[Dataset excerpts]
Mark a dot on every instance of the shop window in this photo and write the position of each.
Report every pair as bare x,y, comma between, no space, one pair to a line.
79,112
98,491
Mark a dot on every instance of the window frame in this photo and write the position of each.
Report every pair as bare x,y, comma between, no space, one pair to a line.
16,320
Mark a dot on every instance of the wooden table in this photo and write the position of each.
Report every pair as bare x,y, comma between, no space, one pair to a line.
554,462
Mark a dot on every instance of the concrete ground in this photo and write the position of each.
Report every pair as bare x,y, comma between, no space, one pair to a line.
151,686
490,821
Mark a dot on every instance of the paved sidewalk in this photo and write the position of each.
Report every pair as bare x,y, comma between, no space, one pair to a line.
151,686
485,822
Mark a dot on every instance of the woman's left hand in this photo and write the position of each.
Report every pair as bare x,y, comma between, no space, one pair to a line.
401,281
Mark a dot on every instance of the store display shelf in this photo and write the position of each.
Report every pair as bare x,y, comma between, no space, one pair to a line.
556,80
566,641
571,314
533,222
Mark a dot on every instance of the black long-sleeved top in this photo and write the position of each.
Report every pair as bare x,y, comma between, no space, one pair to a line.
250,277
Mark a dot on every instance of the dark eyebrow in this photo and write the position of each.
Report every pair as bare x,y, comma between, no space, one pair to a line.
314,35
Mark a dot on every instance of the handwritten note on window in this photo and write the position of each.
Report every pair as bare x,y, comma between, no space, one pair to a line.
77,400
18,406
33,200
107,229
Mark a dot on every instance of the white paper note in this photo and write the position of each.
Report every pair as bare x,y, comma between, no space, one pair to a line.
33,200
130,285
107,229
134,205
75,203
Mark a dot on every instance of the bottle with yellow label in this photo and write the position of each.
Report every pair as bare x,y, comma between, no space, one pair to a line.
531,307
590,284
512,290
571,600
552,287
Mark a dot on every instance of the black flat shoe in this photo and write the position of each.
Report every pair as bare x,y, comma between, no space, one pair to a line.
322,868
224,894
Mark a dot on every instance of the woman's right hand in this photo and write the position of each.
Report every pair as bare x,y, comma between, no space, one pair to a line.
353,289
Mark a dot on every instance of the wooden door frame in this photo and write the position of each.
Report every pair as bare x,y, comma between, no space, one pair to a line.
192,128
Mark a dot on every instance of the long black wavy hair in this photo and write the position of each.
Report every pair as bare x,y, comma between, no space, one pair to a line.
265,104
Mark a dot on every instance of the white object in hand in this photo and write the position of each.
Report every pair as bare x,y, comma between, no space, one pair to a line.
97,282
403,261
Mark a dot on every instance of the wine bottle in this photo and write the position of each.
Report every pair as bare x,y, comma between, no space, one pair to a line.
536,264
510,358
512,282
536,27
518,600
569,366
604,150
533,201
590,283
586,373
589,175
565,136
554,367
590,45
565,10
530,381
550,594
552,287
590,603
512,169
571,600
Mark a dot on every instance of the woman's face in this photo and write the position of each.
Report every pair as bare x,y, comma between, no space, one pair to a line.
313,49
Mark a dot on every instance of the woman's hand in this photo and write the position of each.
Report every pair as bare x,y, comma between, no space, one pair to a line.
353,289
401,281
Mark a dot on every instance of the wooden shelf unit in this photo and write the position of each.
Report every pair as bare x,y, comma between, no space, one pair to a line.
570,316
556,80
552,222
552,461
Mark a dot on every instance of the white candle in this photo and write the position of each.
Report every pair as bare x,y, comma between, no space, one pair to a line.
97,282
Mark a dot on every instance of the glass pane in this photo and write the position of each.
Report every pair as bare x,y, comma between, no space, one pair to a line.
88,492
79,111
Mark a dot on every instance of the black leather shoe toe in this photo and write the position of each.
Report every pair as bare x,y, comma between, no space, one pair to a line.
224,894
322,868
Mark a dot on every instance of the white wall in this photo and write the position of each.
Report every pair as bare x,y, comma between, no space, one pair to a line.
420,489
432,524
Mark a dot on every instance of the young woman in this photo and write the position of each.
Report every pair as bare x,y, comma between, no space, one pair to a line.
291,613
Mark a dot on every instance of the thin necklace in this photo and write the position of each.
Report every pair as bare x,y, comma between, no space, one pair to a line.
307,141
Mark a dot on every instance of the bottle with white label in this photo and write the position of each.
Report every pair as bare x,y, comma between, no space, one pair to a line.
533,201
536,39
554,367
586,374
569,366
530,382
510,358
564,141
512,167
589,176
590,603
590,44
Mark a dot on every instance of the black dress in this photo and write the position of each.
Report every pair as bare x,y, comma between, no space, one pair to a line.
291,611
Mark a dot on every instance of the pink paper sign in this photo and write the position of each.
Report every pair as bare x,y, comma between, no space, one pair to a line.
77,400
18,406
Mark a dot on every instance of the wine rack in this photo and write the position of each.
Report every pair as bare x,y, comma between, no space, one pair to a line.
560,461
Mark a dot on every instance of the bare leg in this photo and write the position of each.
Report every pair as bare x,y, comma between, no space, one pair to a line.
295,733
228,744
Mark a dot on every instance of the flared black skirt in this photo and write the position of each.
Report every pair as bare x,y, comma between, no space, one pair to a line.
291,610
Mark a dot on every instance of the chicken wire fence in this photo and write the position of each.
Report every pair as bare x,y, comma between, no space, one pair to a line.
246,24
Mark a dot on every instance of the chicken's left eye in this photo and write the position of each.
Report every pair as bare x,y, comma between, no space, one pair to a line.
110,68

==

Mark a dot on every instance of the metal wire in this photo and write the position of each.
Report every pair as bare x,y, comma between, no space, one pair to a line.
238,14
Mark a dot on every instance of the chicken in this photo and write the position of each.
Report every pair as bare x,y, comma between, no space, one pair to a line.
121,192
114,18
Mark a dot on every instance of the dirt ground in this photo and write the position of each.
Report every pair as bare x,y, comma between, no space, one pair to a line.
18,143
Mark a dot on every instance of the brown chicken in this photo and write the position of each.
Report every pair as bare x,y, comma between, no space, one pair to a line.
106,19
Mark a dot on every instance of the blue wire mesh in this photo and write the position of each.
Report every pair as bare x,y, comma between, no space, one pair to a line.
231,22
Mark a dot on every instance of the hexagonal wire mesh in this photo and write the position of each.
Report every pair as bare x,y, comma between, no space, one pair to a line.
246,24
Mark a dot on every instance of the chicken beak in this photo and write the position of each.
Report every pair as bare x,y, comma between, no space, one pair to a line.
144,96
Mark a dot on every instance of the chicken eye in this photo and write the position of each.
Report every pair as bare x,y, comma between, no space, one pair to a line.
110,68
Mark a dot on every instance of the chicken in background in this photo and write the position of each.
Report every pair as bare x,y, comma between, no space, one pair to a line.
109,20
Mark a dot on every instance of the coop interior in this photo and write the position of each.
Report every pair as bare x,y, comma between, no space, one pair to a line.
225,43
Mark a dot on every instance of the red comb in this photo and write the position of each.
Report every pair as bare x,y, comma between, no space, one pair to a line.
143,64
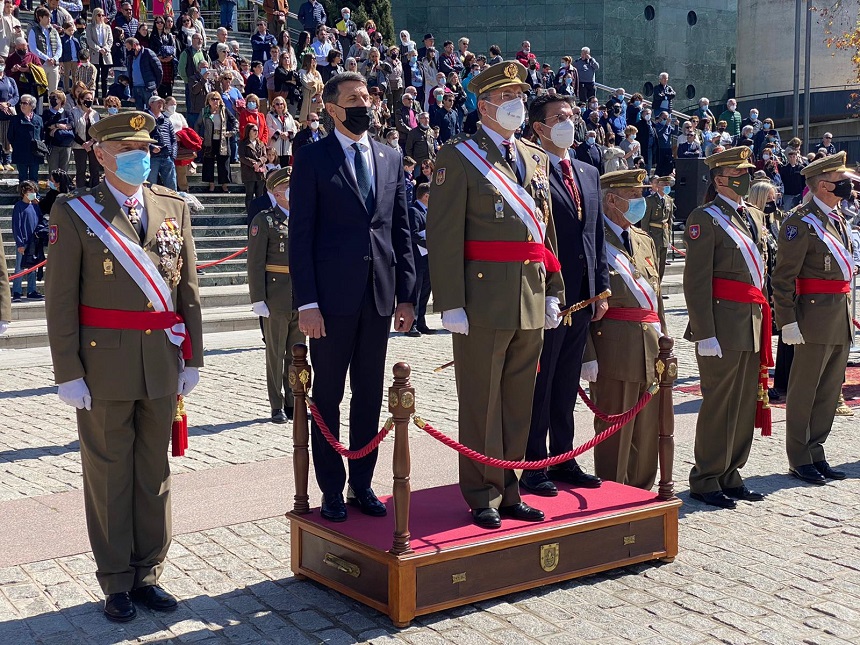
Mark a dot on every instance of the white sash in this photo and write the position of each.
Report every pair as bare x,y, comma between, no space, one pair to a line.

What is required - All that is needed is the exact run of lines above from the line containing "Mark a dot on every instance of the shop" through the line containing "Mark a dot on every instance of the white paper", both of them included.

Response to the exercise -
Mark a dot on every instance of the shop window in this photo and write the position of each.
Report every pair as bare x,y, comma between, no space, one pair to a line.
79,112
98,491
Mark a dot on every instance of the window frame in this photo and write the position of each.
Report every pair as bare x,y, comma between, no space, one pair to a line.
16,320
Mark a dot on every instance of the wooden table in this photo and write the position of each.
Report every pair as bare x,y, comma between, no space, one pair to a line.
554,462
Mark a dot on every instance of the concrete ground in this photo and write the position of each.
Report every pair as bare x,y, comma between, no space, one pair to a line.
151,686
490,821
Mark a dot on every instance of the paved sidewalk in this photo and write the position of each.
Report every pair as bare x,y, comma between, no space, one pair to a line.
151,686
485,822
Mark a dot on every instance of the woman's left hand in this photo and write the position of each.
Report every pair as bare x,y, comma between, no space, one pair to a line.
401,281
Mark a dot on every instance of the store display shelf in this photo and write the position of each.
Report every pair as bare x,y, comma between, no space, one pair to a line.
556,80
566,641
571,314
533,222
Mark a dot on every instance of the black long-sleeved top in this photo and write the position of each.
Report every pair as bare x,y, comma between, no space, one pair to a line.
250,277
Mark a dot on every instance of the dark eyebrow in this photo and write the position of each.
Report every pair as bare x,y, comma between, no space, one pair to a line.
314,35
Mark a dot on every instance of the handwritten note on window in this photo and write the position of each.
Report every pair as bare x,y, comma between, no space, one pair to a line.
77,400
18,406
33,200
107,229
Mark a dot on every instance of the white paper note in this photo and write the position of each.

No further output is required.